PROVIDED DATA:
>> begin

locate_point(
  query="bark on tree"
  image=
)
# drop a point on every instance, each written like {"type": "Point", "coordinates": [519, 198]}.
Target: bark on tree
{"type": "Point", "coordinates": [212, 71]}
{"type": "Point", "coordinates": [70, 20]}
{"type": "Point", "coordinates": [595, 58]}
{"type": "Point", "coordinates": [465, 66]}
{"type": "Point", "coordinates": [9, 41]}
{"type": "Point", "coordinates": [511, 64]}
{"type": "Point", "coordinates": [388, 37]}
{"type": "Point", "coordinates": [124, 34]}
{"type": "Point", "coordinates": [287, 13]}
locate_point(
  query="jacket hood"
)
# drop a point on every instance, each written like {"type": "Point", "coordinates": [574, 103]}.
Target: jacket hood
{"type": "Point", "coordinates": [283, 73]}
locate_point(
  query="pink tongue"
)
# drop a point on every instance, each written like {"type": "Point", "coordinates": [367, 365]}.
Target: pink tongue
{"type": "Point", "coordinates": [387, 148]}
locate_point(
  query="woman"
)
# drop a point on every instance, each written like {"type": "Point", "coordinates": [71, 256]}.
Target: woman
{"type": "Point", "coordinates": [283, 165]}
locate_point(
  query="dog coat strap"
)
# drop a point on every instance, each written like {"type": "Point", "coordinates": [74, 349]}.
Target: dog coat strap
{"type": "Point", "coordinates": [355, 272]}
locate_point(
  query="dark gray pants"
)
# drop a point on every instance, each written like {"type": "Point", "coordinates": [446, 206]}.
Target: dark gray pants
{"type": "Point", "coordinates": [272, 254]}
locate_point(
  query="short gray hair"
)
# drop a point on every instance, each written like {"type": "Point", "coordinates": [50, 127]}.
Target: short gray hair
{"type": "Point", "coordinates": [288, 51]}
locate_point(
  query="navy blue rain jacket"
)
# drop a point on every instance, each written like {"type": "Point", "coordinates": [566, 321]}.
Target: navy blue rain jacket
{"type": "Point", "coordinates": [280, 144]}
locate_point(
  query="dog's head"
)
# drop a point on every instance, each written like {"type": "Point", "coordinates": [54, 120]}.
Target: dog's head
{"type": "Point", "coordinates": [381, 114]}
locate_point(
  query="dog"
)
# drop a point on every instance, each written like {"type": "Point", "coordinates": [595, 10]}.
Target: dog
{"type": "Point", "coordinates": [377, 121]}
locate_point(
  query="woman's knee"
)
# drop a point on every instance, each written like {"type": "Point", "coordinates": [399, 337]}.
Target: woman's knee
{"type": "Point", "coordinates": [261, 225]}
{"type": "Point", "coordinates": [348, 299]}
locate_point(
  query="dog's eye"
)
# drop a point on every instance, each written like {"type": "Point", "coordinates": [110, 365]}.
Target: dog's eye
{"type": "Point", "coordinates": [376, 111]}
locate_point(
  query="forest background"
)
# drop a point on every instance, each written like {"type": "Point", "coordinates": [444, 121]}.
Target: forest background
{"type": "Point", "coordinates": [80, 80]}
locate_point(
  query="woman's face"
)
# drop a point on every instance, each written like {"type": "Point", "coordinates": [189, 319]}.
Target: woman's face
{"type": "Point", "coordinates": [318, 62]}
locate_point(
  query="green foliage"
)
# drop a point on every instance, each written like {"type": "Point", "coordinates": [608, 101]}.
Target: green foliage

>> end

Take the entries above and copy them out exactly.

locate_point(
  query="bark on tree"
  image=
)
# drop a point on every instance, each written like {"type": "Point", "coordinates": [519, 198]}.
Target: bark on tree
{"type": "Point", "coordinates": [212, 71]}
{"type": "Point", "coordinates": [70, 20]}
{"type": "Point", "coordinates": [595, 58]}
{"type": "Point", "coordinates": [465, 66]}
{"type": "Point", "coordinates": [9, 41]}
{"type": "Point", "coordinates": [511, 64]}
{"type": "Point", "coordinates": [388, 37]}
{"type": "Point", "coordinates": [124, 34]}
{"type": "Point", "coordinates": [287, 13]}
locate_point(
  query="jacket hood"
)
# drop a point on every instance, each written like {"type": "Point", "coordinates": [574, 103]}.
Target: jacket hood
{"type": "Point", "coordinates": [283, 73]}
locate_point(
  query="pink tongue"
)
# drop a point on every instance, each written like {"type": "Point", "coordinates": [367, 365]}.
Target: pink tongue
{"type": "Point", "coordinates": [387, 148]}
locate_point(
  query="woman"
)
# drop a point on every instance, each written like {"type": "Point", "coordinates": [71, 256]}.
Target: woman
{"type": "Point", "coordinates": [283, 165]}
locate_point(
  query="dog coat strap"
)
# drop a point on every instance, each written like {"type": "Point", "coordinates": [74, 349]}.
Target: dog coat strap
{"type": "Point", "coordinates": [355, 272]}
locate_point(
  query="dark gray pants"
)
# drop a point on every instance, each written like {"type": "Point", "coordinates": [446, 206]}.
Target: dark gray pants
{"type": "Point", "coordinates": [272, 254]}
locate_point(
  query="short gray hair"
)
# drop a point on every instance, each written like {"type": "Point", "coordinates": [50, 127]}.
Target: short gray hair
{"type": "Point", "coordinates": [288, 51]}
locate_point(
  query="navy blue rain jacket"
)
# drop a point on every instance, each written like {"type": "Point", "coordinates": [566, 321]}.
Target: navy blue rain jacket
{"type": "Point", "coordinates": [280, 144]}
locate_point(
  query="dog's head"
)
# drop a point on every instance, each written like {"type": "Point", "coordinates": [54, 120]}.
Target: dog's head
{"type": "Point", "coordinates": [381, 114]}
locate_point(
  query="dog"
)
# drop a point on every instance, each written like {"type": "Point", "coordinates": [595, 10]}.
Target: dog
{"type": "Point", "coordinates": [377, 121]}
locate_point(
  query="woman's knee"
)
# drop a point on every instance, each written like {"type": "Point", "coordinates": [399, 337]}.
Target: woman's knee
{"type": "Point", "coordinates": [261, 225]}
{"type": "Point", "coordinates": [348, 299]}
locate_point(
  query="dog's eye"
)
# drop a point on every instance, each written like {"type": "Point", "coordinates": [110, 365]}.
Target: dog's eye
{"type": "Point", "coordinates": [376, 111]}
locate_point(
  query="forest background"
)
# drop a point on every instance, each written like {"type": "Point", "coordinates": [444, 121]}.
Target: forest background
{"type": "Point", "coordinates": [80, 80]}
locate_point(
  query="woman's face"
)
# drop a point on every instance, each written like {"type": "Point", "coordinates": [189, 319]}.
Target: woman's face
{"type": "Point", "coordinates": [318, 62]}
locate_point(
  query="green foliage"
)
# drop a point on every instance, each written like {"type": "Point", "coordinates": [608, 101]}.
Target: green foliage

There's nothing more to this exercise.